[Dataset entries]
<<<<

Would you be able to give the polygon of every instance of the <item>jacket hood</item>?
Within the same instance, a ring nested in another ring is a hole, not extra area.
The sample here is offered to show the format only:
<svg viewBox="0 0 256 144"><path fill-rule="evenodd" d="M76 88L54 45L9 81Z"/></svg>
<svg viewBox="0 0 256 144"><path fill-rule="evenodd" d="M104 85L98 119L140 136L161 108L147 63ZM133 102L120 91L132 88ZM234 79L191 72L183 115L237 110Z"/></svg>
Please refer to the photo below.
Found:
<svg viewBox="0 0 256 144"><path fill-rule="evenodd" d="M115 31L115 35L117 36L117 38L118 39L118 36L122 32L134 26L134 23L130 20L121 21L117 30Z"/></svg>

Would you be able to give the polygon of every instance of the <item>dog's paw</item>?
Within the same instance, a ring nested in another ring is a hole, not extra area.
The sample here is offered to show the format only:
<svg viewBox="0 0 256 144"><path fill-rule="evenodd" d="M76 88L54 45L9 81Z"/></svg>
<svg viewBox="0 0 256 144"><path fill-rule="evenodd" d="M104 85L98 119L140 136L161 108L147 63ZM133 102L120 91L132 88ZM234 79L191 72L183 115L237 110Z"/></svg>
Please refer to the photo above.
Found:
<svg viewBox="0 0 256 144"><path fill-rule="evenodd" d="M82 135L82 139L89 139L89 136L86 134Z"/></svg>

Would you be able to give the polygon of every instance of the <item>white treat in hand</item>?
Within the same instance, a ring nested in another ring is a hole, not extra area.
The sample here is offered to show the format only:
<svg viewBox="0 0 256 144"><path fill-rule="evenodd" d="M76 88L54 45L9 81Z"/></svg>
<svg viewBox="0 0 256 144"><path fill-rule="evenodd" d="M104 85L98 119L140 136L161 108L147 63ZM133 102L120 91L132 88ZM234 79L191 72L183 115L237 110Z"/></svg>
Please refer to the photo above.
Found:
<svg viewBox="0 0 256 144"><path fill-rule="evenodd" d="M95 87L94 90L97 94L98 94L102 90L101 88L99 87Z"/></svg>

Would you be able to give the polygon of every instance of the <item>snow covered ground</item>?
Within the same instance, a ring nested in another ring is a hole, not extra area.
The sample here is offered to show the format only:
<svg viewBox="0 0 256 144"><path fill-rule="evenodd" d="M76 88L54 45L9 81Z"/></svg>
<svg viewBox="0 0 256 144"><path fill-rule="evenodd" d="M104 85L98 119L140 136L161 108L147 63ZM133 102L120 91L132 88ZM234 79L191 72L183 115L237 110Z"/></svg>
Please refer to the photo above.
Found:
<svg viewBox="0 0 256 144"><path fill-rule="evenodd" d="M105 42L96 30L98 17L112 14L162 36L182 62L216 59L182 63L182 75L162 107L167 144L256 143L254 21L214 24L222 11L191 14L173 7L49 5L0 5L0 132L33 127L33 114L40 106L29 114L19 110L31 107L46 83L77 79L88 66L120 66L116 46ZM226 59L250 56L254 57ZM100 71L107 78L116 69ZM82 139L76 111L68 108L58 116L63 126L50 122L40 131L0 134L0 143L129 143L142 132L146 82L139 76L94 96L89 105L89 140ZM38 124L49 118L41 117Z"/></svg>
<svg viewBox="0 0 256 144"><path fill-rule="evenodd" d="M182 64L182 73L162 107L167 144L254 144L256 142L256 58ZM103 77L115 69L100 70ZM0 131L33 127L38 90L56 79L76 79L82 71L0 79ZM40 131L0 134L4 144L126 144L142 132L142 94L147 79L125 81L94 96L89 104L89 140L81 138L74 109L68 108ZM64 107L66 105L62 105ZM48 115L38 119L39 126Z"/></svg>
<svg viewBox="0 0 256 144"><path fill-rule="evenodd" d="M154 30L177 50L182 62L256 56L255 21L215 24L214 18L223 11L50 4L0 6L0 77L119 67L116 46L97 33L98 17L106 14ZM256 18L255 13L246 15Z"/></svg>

>>>>

• [Aim]: Return every one of the lines above verbatim, with no changes.

• [Final result]:
Would you be able to give the polygon of every instance of the <item>jacket hood</item>?
Within the same instance, a ring nested in another ring is a hole, not extra area.
The sample here is offered to show the format only:
<svg viewBox="0 0 256 144"><path fill-rule="evenodd" d="M76 88L54 45L9 81Z"/></svg>
<svg viewBox="0 0 256 144"><path fill-rule="evenodd" d="M104 85L98 119L140 136L161 108L147 63ZM133 102L120 91L132 88ZM234 79L191 72L183 115L237 110Z"/></svg>
Please refer to the photo below.
Found:
<svg viewBox="0 0 256 144"><path fill-rule="evenodd" d="M115 31L115 35L117 36L117 38L118 39L118 36L122 32L134 26L134 23L130 20L121 21L117 30Z"/></svg>

Would you be able to give the polygon of every instance of the <item>dog's paw</item>?
Within the same instance, a ring nested in another ring is a hole, not extra area.
The sample here is offered to show the format only:
<svg viewBox="0 0 256 144"><path fill-rule="evenodd" d="M76 88L54 45L9 81Z"/></svg>
<svg viewBox="0 0 256 144"><path fill-rule="evenodd" d="M104 85L98 119L140 136L161 108L147 63ZM133 102L120 91L132 88ZM234 79L191 72L183 115L237 110Z"/></svg>
Please refer to the photo above.
Found:
<svg viewBox="0 0 256 144"><path fill-rule="evenodd" d="M82 135L82 139L89 139L89 136L86 134Z"/></svg>

Would you be able to give the polygon of every instance of the <item>white treat in hand</item>?
Within the same instance, a ring nested in another ring is a hole, not extra area.
The sample here is offered to show the format only:
<svg viewBox="0 0 256 144"><path fill-rule="evenodd" d="M76 88L54 45L9 81Z"/></svg>
<svg viewBox="0 0 256 144"><path fill-rule="evenodd" d="M104 85L98 119L140 136L161 108L147 63ZM133 102L120 91L132 88ZM234 79L191 72L183 115L237 110Z"/></svg>
Please refer to the photo above.
Found:
<svg viewBox="0 0 256 144"><path fill-rule="evenodd" d="M95 87L94 90L97 94L98 94L102 90L101 88L99 87Z"/></svg>

Would you be able to give the polygon of every instance of the <item>snow covered ground</item>?
Within the same instance, a ring nested in another ring is a hole, not extra area.
The sample here is offered to show the format only:
<svg viewBox="0 0 256 144"><path fill-rule="evenodd" d="M76 88L54 45L9 81Z"/></svg>
<svg viewBox="0 0 256 144"><path fill-rule="evenodd" d="M104 85L98 119L140 136L161 108L147 63ZM133 102L120 91L132 88ZM234 79L191 72L183 115L237 110Z"/></svg>
Please refer to the photo above.
Found:
<svg viewBox="0 0 256 144"><path fill-rule="evenodd" d="M105 42L96 30L98 17L112 14L162 36L182 62L216 59L182 63L182 75L162 107L167 144L256 143L254 21L214 24L222 11L191 14L173 7L49 5L0 5L0 132L33 127L33 114L40 106L29 114L19 110L31 107L46 83L77 79L88 66L120 66L116 46ZM226 59L250 56L254 57ZM100 71L107 78L116 69ZM82 139L76 111L68 108L58 116L63 126L50 122L40 131L0 134L0 143L129 143L142 132L146 82L139 76L94 96L89 105L89 140ZM38 124L49 118L41 117Z"/></svg>
<svg viewBox="0 0 256 144"><path fill-rule="evenodd" d="M182 64L182 73L162 107L167 144L254 144L256 142L256 58ZM103 77L115 69L100 70ZM0 131L33 127L38 90L56 79L76 79L82 71L0 79ZM40 131L0 134L4 144L126 144L142 132L142 94L147 79L125 81L94 96L89 104L89 140L81 138L74 109L68 108ZM64 107L66 105L62 105ZM48 115L38 119L39 126Z"/></svg>
<svg viewBox="0 0 256 144"><path fill-rule="evenodd" d="M154 30L177 50L182 62L256 56L255 21L215 24L214 18L223 11L50 4L0 6L0 77L119 67L116 46L97 33L98 17L106 14ZM256 18L255 13L246 15Z"/></svg>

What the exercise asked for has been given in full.